#### [What to work on]
Write the data out in full and word for word. Do not include images.

(Region pointing data)

=-=-=-=-=

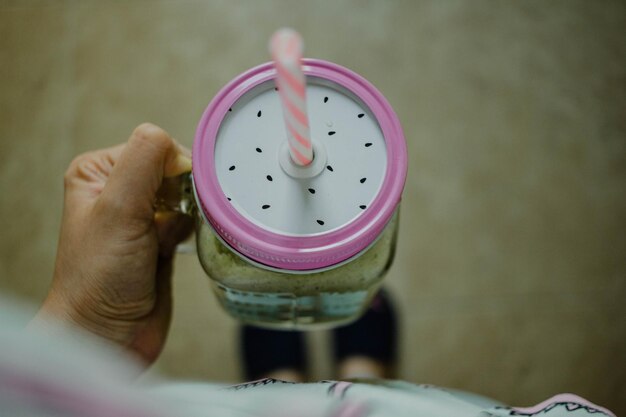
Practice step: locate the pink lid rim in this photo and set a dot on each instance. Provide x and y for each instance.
(298, 252)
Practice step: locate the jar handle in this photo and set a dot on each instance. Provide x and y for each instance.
(176, 195)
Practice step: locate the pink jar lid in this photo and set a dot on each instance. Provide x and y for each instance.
(258, 231)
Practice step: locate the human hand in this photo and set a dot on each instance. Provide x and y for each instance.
(114, 260)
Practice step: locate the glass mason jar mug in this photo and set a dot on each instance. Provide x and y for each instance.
(288, 246)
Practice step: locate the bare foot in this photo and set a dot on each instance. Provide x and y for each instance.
(290, 375)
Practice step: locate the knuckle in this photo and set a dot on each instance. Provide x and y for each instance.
(148, 134)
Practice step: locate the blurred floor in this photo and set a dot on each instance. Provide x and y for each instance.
(511, 269)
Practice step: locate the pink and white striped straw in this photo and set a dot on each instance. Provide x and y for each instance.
(286, 49)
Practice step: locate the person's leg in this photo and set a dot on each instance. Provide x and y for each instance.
(273, 354)
(367, 348)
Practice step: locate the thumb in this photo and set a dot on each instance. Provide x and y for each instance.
(149, 155)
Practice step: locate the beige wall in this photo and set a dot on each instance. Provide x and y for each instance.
(511, 270)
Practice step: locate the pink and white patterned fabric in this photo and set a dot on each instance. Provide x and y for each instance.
(59, 372)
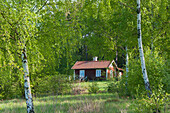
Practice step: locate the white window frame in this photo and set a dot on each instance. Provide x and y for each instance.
(98, 72)
(82, 73)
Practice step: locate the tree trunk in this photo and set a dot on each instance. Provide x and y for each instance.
(145, 77)
(28, 96)
(127, 70)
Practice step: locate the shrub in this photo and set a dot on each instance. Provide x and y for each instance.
(156, 66)
(94, 88)
(154, 104)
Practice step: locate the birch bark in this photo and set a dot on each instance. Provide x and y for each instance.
(28, 96)
(144, 72)
(127, 70)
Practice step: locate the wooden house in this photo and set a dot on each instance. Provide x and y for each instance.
(93, 70)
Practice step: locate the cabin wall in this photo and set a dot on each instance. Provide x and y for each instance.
(91, 73)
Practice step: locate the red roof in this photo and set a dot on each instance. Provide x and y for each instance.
(91, 64)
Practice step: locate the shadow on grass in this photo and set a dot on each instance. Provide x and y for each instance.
(102, 103)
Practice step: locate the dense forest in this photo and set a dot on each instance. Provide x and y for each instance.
(57, 33)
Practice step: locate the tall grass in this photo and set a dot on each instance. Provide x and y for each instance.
(101, 103)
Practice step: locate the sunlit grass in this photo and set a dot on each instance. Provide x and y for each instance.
(103, 102)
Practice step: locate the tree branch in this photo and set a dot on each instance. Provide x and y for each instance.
(127, 6)
(42, 6)
(7, 50)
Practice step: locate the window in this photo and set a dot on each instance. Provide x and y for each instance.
(82, 73)
(98, 73)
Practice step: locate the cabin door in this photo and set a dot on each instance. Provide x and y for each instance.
(82, 73)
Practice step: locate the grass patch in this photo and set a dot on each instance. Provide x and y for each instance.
(102, 103)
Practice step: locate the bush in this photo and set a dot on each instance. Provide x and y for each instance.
(117, 86)
(156, 66)
(154, 104)
(94, 88)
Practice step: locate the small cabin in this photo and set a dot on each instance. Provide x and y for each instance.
(95, 69)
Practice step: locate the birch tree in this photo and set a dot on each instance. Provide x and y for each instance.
(144, 72)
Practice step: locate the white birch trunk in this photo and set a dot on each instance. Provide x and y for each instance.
(145, 77)
(127, 58)
(28, 96)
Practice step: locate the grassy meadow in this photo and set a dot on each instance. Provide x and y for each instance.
(83, 102)
(102, 103)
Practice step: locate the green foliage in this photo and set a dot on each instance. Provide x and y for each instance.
(118, 87)
(156, 103)
(93, 88)
(157, 69)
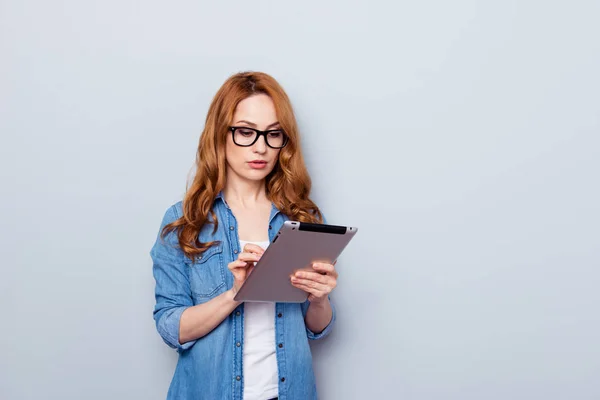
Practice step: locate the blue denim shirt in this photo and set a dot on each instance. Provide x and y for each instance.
(211, 367)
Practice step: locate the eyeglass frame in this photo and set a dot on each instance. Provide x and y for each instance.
(259, 133)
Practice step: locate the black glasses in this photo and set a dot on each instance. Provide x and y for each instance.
(245, 137)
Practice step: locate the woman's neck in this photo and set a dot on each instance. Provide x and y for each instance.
(245, 193)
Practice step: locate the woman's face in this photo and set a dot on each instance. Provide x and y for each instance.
(254, 162)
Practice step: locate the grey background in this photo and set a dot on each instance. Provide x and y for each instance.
(462, 138)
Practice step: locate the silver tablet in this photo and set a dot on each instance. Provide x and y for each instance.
(296, 246)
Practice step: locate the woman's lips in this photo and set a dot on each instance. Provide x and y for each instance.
(257, 164)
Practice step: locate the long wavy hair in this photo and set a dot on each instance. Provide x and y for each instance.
(288, 185)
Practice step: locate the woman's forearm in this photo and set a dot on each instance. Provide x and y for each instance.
(318, 315)
(201, 319)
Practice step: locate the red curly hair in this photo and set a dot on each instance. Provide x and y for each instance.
(288, 185)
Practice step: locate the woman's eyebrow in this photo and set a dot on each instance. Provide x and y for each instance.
(252, 124)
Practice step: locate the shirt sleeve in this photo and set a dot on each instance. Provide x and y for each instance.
(325, 332)
(172, 290)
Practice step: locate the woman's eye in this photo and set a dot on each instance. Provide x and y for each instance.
(246, 132)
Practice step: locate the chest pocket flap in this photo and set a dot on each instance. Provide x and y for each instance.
(207, 274)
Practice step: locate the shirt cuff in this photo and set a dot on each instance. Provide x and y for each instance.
(316, 336)
(168, 328)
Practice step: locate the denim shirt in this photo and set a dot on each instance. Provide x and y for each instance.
(211, 367)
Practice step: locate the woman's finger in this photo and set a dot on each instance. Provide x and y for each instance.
(317, 277)
(313, 285)
(325, 268)
(238, 264)
(249, 257)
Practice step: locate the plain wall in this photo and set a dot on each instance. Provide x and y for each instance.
(462, 138)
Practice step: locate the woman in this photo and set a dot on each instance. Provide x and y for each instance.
(250, 178)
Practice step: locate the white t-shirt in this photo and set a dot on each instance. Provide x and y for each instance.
(259, 357)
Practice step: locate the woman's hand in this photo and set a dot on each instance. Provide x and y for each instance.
(243, 266)
(318, 283)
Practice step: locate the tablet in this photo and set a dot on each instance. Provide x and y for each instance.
(296, 246)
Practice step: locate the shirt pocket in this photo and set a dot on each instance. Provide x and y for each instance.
(207, 274)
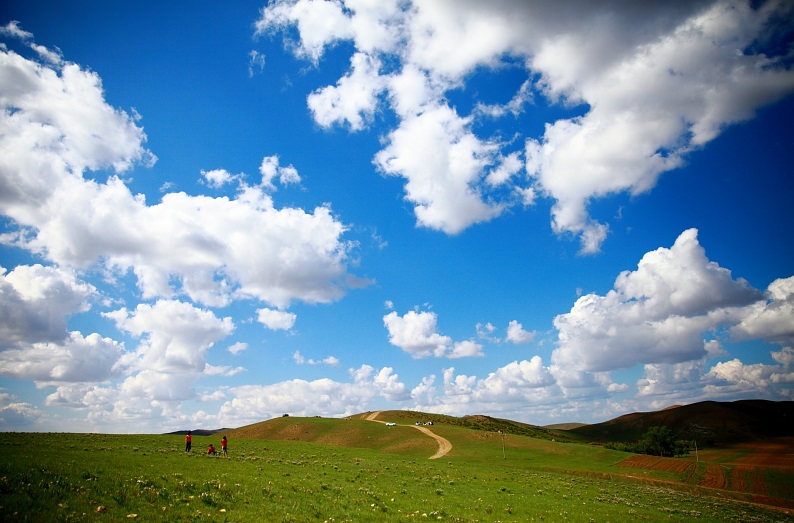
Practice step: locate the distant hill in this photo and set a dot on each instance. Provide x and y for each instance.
(708, 422)
(474, 422)
(200, 432)
(564, 426)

=-=-=-=-=

#### [Task output]
Practice step: locate the pink lid rim in this photo and set a dot on each instance. Provide x and y for each instance.
(298, 252)
Practice step: locate the jar handle in this photo and set a dot on each instance. Provide x and y for each instance.
(176, 195)
Practice step: locate the pink jar lid in this photo and set a dot on each instance. Provide x and y for each instance.
(258, 231)
Practice step: locate the human hand in this photo and set a dot on each instance. Provide x and y for each instance.
(114, 260)
Practice step: locate the glass mason jar mug in this photo and set a dot on each instance. Provide x and y for each instance.
(288, 246)
Practice step: locate the bare foot in this photo and set a dot on each instance. Provide x and y for each instance.
(290, 375)
Practice step: locate the knuckle in this photo and set a dot on each instance. Provide x and y for each instance.
(148, 134)
Practice step: locate the blurred floor in this photo and set a dot on each instance. Provide x and y for each instance.
(511, 269)
Practice step: locate the pink and white striped straw in this photo and set a dot on each instance. Provide x and y for each instance.
(286, 49)
Practice step: locate the person's leg in this photo and set a dot on each instance. Provide x and y for each instance.
(273, 354)
(367, 348)
Practice step: locate the thumb in this photo and set a dot on each instance. Provide x and y for each instance.
(149, 155)
Practice step: locate the beige wall in this photo and set a dot on each instance. Provide x and y for each instance.
(511, 270)
Practice step: locate the pink and white patterned fabric in this photo and set a dot on each instance. Provide x and y for each instance.
(59, 372)
Practice step: locate the white window frame in this photo and set a dot on each instance. Provide x and y for each instance.
(98, 72)
(82, 73)
Practice step: locate the tree trunk in this photo and set a dot on each instance. Provide x and y for each instance.
(145, 77)
(28, 96)
(127, 70)
Practice step: locate the shrub in this photo and set a dot on each instance. Provide x and y for each instance.
(156, 66)
(94, 88)
(154, 104)
Practice step: locate the birch bark in this photo and set a dot on each instance. Provide x and y for each instance.
(28, 96)
(144, 72)
(127, 70)
Practice step: locate the wooden house in this photo and set a dot on each instance. Provide x and y for each instance.
(93, 70)
Practice step: locate the cabin wall in this photo and set a dot on each instance. Provide x and y for each instance.
(91, 73)
Practice step: locate the red roof in this photo and set a dot on each instance. Provide x and y for each instance.
(91, 64)
Practice step: locate the shadow on grass in this photo and set a dot on each instance. Provide x and y for each instance.
(102, 103)
Practice step: locate the dense forest in this photo and set a dot on each instance. Provide x and y for each instance.
(57, 33)
Practice step: locate the tall grass in this photo and set a dot on each instance. Provide x and y for each instance.
(101, 103)
Practice step: locate the sunlit grass in this photo and set a dot on each instance. Provide x and y for each instance.
(103, 102)
Practice step: locate the tree branch in this photo and set a dot on each instance. Provide x and y for each instance.
(127, 6)
(42, 6)
(7, 50)
Practice step: locate the window in this photo and set a dot on each instance. Provide x and y for each instance.
(82, 73)
(98, 73)
Practice step: locate the cabin door in this photo and set a dot on each instance. Provide x and y for each instance.
(82, 73)
Practice step: locate the grass patch in this photo and set a dot on each instance. Provide x and y for each instance.
(102, 103)
Practice step: locate the bush in this photo and set a dot on each instance. Provide x and y for each instance.
(117, 86)
(156, 66)
(154, 104)
(94, 88)
Practice step: locate the small cabin in this photo and set a dot on each instance. Provide x and y for each instance.
(95, 69)
Practice step: locate the birch tree in this photo and set a dot on each instance. Provide x and y for each instance.
(144, 72)
Practice step: locate the white birch trunk in this photo and set a dot on each instance. Provide x and y for each instance.
(145, 77)
(127, 58)
(28, 96)
Practice step: locate the grassy meadow in this photo and set a dot on each instance. Provide x and y for each instance.
(83, 102)
(102, 103)
Practice step: locate the green foliage in this photo and set a dot on each instance. Provide x and y for each instance.
(118, 87)
(156, 103)
(93, 88)
(157, 69)
Practice step: locate the blue denim shirt in this photo and set a dot on each instance. Provide x and y for each instance.
(211, 367)
Practice step: locate the eyeglass frame in this photo and set a dot on each instance. Provide x and y for each instance.
(259, 133)
Practice step: locate the black glasses in this photo and set a dot on each instance. Provide x and y for each instance.
(245, 137)
Practice step: locate the woman's neck in this photo and set a dot on each instance. Provide x and y for each instance.
(245, 193)
Practice step: locate the woman's face in this photo and set a dot on each instance. Provide x and y for each instance.
(254, 162)
Practice step: locate the grey background in this photo and set a dot on each instance. Provide x and y for each instance.
(462, 138)
Practice step: locate the silver tablet in this photo and set a dot on each instance. Provide x and y for each instance.
(296, 246)
Practice step: locate the woman's lips in this photo and set a dot on each instance. Provide x and y for each instance.
(257, 164)
Practice step: locate the long wavy hair in this photo and set a dot on each instance. Provide x and y for each instance.
(288, 185)
Practice step: locate the woman's forearm in this photo and set a dot on each instance. Provide x and y for each instance.
(318, 315)
(201, 319)
Practice step: locate the red curly hair in this photo and set a dot on each instance. Provide x and y for each instance.
(288, 185)
Practice step: locate the woman's eyebrow in this photo and set a dot on each instance. Provide x and y for each instance.
(252, 124)
Practice step: locate the shirt sleeve in this photo and set a dot on each instance. Provide x and y for each instance.
(325, 332)
(172, 290)
Practice step: locate the woman's eye in this photo and set a dot on each instance. Provide x and y for each instance.
(246, 132)
Practice step: locate the chest pocket flap in this photo and set a dot on each instance. Provide x and y for each instance.
(207, 274)
Practice step: locate the shirt cuff in this photo and set a dot on each instance. Provide x and y for each instance.
(316, 336)
(168, 328)
Practice step: locate the denim shirt in this photo and set a dot on each instance. Provide x and y for each instance.
(211, 367)
Practice step: locate the woman's finger in this photo and set a dot on each instance. Provide x and y for each instance.
(317, 277)
(313, 285)
(325, 268)
(238, 264)
(249, 257)
Practice step: locate the plain wall in this photo and set a dot on each instance. Provide x and y for each instance.
(462, 138)
Practice step: locate the woman in this photo and set a dot on each instance. Provide x and y for each instance.
(250, 178)
Practice step: locate the white t-shirt in this photo and set a dot on each instance. Provide x and y for each instance.
(259, 357)
Practice step: locate the woman's hand in this photo and set a dot on each instance. Provide x and y for each instance.
(243, 266)
(318, 283)
Practice step: locate the tablet in this photo and set a dot on each instance. Provide x and y for each instance.
(296, 246)
Practice step: locate the shirt pocket in this photo and set a dot on each instance. Provide x and y for each instance.
(207, 274)
Practice step: locate the distant hill in this photo and set a dot on each instance. Provide x and y for each instance.
(708, 422)
(474, 422)
(200, 432)
(564, 426)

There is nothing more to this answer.